Work required: Transcribe, without alteration, the line that includes "In this picture, where can the bald" and each line after it until the records end, omitting all that precede it.

Available data:
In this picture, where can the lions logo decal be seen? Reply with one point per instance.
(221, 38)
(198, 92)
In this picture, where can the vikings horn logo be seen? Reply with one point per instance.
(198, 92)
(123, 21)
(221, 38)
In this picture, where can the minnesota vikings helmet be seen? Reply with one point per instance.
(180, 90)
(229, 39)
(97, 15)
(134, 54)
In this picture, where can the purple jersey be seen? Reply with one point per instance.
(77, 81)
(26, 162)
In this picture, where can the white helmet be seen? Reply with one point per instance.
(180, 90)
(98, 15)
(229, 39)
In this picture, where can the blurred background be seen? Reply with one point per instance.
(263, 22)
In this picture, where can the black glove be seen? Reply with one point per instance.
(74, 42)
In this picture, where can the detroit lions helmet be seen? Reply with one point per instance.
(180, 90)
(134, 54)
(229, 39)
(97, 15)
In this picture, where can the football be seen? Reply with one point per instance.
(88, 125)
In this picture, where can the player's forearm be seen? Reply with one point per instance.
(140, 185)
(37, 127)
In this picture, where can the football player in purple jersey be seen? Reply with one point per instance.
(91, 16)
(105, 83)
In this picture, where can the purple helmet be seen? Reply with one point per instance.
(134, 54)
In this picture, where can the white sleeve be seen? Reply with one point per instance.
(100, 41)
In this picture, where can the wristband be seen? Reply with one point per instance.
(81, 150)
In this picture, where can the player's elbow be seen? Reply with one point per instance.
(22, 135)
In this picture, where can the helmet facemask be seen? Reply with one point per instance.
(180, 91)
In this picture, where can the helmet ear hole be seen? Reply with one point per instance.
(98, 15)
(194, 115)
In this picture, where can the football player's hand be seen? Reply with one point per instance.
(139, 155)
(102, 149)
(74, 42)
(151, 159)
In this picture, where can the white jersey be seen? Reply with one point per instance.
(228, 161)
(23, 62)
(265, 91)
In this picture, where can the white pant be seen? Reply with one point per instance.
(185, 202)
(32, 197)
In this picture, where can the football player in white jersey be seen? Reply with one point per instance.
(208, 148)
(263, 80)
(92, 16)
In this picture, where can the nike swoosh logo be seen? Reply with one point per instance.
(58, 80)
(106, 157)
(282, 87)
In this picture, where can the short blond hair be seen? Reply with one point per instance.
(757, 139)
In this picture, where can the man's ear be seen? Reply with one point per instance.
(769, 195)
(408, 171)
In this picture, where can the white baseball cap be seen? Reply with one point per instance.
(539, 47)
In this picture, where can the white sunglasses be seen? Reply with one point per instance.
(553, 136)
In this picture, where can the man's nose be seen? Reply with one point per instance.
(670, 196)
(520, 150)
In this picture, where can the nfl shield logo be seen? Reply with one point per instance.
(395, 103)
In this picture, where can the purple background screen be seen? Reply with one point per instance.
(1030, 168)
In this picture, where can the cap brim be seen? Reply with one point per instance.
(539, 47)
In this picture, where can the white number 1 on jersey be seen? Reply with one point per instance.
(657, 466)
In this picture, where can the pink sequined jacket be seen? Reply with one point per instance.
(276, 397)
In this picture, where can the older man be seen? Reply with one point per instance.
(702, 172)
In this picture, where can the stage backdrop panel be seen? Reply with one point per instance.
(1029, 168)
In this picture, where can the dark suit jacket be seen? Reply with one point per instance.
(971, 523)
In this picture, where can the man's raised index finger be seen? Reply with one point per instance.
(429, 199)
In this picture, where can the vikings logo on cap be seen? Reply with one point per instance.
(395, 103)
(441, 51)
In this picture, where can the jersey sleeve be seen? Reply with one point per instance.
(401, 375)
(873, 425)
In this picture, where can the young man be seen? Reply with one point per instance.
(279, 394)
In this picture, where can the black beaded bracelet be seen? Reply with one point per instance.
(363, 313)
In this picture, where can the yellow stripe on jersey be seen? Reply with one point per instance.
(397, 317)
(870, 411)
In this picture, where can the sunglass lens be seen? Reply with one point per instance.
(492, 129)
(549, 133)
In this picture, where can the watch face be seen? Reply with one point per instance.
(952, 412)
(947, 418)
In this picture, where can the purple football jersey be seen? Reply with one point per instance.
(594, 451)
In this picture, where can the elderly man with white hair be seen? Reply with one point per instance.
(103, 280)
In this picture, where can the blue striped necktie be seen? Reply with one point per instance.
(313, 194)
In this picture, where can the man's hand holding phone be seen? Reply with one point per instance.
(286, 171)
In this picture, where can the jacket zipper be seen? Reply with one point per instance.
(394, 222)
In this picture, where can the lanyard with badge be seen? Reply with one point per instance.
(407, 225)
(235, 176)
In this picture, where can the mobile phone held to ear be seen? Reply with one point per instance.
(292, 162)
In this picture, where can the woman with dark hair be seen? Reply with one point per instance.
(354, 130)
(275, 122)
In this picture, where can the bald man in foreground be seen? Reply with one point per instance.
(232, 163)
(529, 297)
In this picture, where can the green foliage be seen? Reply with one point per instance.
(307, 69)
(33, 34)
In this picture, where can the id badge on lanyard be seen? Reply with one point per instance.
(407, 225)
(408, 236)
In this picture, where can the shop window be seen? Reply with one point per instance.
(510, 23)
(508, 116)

Reply to the task:
In this picture, where can the bald man in foreground be seen? Reply with one point per instance.
(232, 163)
(529, 297)
In this picture, where can the green foliage be seen? Reply with one point per instance.
(307, 69)
(33, 34)
In this picture, where can the id badge on lanyard be seen? Reply with one point per instance.
(407, 225)
(408, 236)
In this picture, where can the shop window be seen? Reply with one point per instance.
(510, 23)
(508, 116)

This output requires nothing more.